* _Available data_
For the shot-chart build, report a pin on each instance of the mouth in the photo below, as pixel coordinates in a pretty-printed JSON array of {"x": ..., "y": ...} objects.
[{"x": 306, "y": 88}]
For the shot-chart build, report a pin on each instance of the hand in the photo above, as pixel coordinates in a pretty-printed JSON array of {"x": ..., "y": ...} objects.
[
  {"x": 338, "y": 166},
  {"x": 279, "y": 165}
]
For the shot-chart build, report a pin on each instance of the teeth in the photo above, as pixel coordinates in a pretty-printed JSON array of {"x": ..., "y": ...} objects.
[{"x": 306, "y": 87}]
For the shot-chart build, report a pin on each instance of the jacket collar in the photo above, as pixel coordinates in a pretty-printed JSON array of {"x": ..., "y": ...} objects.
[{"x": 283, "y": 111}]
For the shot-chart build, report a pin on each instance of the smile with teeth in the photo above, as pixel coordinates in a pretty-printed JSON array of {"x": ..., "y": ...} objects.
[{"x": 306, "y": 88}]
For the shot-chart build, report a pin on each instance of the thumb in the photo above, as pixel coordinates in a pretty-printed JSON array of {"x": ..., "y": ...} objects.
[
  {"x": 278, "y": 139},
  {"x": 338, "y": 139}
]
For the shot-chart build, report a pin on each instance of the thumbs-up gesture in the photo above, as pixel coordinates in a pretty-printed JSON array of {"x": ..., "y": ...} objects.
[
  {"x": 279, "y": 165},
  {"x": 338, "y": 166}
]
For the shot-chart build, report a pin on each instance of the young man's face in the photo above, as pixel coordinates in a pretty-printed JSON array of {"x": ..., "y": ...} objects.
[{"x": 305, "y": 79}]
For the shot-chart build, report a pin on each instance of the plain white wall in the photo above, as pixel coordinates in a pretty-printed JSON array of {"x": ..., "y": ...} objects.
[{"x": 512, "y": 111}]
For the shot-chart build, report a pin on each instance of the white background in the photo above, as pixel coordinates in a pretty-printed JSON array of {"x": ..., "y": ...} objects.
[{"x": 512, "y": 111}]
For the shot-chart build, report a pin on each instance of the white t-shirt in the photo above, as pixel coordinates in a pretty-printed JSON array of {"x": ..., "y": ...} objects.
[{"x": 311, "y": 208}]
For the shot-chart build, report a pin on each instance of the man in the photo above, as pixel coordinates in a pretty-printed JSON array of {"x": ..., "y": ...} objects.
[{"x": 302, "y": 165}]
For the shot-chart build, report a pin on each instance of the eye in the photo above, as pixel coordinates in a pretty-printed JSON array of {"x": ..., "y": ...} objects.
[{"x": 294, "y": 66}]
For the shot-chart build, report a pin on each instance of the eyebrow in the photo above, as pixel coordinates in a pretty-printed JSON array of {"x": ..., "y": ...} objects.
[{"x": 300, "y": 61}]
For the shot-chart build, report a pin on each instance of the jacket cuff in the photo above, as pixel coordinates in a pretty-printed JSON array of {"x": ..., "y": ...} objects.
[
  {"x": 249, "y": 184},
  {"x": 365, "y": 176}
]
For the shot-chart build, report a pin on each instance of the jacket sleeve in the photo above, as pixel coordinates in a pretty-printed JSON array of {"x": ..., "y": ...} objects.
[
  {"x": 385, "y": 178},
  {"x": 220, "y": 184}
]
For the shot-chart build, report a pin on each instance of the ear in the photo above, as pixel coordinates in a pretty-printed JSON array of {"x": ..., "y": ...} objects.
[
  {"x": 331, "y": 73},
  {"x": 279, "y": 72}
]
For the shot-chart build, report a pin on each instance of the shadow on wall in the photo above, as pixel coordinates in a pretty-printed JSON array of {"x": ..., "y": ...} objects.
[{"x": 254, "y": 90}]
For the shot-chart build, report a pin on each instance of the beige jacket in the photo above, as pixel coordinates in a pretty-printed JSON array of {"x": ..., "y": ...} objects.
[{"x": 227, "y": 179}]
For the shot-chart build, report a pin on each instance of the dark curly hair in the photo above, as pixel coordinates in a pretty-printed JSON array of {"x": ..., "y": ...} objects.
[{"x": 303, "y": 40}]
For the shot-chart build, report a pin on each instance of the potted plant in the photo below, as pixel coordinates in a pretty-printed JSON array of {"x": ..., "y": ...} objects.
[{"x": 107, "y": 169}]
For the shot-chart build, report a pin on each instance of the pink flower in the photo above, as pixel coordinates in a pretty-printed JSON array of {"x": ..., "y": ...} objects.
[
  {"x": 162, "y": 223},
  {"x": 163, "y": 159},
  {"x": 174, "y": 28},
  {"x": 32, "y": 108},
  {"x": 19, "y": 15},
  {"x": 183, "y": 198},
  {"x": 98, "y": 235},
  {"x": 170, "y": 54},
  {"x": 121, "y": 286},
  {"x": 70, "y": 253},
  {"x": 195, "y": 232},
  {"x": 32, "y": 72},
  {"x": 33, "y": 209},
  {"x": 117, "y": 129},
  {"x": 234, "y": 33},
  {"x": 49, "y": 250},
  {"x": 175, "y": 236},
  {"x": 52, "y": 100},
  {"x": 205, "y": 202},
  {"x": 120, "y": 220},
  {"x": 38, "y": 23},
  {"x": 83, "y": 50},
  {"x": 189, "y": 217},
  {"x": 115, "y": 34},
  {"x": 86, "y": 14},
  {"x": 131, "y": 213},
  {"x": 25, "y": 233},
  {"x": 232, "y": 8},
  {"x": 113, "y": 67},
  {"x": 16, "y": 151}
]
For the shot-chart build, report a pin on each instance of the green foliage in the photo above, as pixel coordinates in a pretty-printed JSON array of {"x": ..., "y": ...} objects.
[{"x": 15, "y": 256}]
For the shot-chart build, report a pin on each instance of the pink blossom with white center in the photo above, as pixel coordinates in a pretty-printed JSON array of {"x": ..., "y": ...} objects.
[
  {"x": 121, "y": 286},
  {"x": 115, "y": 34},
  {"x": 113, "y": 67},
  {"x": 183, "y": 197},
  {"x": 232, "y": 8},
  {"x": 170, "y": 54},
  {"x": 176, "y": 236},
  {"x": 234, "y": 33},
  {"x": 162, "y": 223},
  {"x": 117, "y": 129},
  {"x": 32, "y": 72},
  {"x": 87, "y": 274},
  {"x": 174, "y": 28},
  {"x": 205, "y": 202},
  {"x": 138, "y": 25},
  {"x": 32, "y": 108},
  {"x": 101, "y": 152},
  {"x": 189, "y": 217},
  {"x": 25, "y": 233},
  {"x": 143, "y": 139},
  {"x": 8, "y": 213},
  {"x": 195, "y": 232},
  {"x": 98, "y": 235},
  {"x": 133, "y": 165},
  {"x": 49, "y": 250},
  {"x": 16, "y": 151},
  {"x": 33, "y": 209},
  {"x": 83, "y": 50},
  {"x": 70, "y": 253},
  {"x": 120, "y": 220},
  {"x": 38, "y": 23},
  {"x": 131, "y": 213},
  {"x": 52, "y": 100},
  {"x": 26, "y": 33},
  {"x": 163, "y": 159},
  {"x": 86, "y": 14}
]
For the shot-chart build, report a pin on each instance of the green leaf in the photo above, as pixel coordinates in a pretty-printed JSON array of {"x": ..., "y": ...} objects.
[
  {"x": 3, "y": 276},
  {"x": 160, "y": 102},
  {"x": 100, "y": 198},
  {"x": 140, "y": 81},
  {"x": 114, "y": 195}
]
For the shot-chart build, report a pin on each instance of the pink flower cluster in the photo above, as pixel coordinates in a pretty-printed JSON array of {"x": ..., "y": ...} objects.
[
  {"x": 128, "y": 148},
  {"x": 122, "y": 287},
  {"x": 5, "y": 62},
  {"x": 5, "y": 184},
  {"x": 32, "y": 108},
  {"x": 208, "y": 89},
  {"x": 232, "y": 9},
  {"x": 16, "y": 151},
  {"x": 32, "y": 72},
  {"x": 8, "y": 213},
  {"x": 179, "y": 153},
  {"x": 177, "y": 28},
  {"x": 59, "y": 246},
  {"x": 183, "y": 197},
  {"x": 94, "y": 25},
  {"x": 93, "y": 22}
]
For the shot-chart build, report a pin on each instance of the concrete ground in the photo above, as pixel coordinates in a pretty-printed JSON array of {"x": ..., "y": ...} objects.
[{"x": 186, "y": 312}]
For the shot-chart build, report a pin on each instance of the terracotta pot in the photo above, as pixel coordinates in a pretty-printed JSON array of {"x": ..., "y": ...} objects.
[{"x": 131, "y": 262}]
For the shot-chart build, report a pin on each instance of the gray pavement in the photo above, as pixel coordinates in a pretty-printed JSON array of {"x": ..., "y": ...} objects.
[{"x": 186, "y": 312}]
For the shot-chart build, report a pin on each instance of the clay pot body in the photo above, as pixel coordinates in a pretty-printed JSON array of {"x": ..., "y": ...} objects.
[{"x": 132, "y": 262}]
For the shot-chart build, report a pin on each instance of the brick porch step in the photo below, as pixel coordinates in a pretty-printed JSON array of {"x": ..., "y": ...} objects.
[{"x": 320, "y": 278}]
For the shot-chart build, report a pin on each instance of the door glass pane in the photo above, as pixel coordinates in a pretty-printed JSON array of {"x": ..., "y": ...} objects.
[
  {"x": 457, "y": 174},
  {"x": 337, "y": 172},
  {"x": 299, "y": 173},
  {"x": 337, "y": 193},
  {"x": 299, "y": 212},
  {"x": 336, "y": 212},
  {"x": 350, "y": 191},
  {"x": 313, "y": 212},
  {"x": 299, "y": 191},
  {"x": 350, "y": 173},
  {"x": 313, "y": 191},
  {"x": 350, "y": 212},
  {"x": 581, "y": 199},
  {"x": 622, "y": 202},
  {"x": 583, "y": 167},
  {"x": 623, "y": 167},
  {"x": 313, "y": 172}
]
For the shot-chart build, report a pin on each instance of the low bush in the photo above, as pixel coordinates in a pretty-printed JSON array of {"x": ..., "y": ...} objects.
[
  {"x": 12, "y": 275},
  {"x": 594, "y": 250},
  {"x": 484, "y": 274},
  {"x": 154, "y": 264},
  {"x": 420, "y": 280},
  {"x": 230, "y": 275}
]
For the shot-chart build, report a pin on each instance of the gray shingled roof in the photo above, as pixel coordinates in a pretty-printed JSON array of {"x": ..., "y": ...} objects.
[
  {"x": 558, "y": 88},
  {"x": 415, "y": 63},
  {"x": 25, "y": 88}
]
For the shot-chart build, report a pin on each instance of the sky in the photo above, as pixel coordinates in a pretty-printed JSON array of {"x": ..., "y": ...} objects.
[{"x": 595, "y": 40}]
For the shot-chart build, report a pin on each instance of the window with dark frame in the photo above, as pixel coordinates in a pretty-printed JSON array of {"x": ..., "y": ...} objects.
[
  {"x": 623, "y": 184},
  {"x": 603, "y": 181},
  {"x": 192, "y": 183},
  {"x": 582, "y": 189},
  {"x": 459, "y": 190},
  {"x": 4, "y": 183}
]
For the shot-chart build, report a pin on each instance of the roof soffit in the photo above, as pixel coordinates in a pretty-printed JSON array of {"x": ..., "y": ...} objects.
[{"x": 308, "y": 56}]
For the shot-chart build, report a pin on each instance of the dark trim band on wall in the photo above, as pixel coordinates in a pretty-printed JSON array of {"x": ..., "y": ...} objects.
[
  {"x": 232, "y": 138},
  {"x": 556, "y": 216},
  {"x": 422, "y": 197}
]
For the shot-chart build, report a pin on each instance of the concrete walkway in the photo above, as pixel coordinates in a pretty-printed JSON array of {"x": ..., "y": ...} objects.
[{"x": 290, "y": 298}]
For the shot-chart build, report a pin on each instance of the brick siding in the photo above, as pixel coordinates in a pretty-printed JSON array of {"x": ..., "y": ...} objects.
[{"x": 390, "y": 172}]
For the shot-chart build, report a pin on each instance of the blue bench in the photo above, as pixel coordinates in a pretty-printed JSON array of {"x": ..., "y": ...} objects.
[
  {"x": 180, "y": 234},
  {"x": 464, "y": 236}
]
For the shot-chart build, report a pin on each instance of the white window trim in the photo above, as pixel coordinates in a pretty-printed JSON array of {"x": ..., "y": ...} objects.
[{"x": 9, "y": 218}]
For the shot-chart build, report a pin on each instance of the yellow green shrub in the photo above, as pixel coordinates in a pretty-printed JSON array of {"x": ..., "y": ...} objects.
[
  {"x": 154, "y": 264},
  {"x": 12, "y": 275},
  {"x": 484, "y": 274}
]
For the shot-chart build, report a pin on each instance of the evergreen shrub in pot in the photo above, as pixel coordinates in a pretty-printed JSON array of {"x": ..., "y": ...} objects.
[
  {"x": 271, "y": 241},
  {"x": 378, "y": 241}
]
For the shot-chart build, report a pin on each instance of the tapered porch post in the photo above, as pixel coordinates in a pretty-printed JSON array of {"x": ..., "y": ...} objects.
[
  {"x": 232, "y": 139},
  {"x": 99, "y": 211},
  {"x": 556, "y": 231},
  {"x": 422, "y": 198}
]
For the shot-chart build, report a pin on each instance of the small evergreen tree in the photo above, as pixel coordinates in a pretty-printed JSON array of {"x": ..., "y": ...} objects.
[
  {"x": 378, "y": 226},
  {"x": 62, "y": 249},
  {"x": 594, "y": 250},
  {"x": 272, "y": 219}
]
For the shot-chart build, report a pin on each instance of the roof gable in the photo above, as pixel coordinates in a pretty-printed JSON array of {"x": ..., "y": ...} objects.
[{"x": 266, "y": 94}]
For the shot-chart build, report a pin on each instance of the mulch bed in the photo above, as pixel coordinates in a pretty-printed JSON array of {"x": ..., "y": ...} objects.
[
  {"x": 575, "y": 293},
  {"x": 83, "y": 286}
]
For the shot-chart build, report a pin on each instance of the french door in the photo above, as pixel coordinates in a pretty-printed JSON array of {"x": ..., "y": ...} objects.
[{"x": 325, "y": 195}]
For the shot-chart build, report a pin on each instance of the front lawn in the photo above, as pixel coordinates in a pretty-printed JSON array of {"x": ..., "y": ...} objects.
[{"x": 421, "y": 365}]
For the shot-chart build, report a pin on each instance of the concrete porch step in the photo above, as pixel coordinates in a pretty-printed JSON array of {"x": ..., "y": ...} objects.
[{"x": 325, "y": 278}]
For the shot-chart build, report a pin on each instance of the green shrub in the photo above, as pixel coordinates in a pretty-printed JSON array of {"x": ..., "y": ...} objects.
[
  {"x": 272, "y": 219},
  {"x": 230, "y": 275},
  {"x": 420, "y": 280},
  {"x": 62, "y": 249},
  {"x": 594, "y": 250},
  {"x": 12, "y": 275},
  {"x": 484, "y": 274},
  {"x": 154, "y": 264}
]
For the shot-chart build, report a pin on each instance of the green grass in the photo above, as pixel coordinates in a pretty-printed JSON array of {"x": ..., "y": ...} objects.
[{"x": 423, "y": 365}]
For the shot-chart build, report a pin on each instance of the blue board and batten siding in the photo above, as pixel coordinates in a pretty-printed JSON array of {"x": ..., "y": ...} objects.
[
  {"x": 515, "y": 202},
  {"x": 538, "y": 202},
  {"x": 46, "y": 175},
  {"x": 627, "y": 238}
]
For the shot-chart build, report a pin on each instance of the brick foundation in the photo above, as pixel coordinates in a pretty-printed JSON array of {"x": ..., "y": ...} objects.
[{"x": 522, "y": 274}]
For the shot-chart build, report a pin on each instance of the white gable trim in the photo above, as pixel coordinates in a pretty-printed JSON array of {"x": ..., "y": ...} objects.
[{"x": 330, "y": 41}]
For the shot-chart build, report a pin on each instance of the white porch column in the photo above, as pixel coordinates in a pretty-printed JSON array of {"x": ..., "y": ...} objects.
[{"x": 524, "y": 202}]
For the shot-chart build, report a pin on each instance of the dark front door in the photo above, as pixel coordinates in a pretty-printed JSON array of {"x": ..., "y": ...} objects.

* _Description of the task_
Everything from the line with "the white gable" to the end of the listing above needs to be duplicated exactly, both end lines included, with nothing more.

* _Result of this task_
For the shot-chart build, report a pin on each instance of the white gable trim in the photo above, as pixel coordinates in a pretty-printed JSON array of {"x": ..., "y": ...} objects.
[{"x": 330, "y": 41}]
For the shot-chart build, report a pin on each instance of the white porch column in the photo above, as pixel coordinates in a pretty-printed JSON array of {"x": ..., "y": ...} objects.
[{"x": 524, "y": 202}]
For the shot-chart build, report a pin on each instance of the dark front door in the photo above, as pixel coordinates in a pretty-printed JSON array of {"x": ..., "y": ...} objects.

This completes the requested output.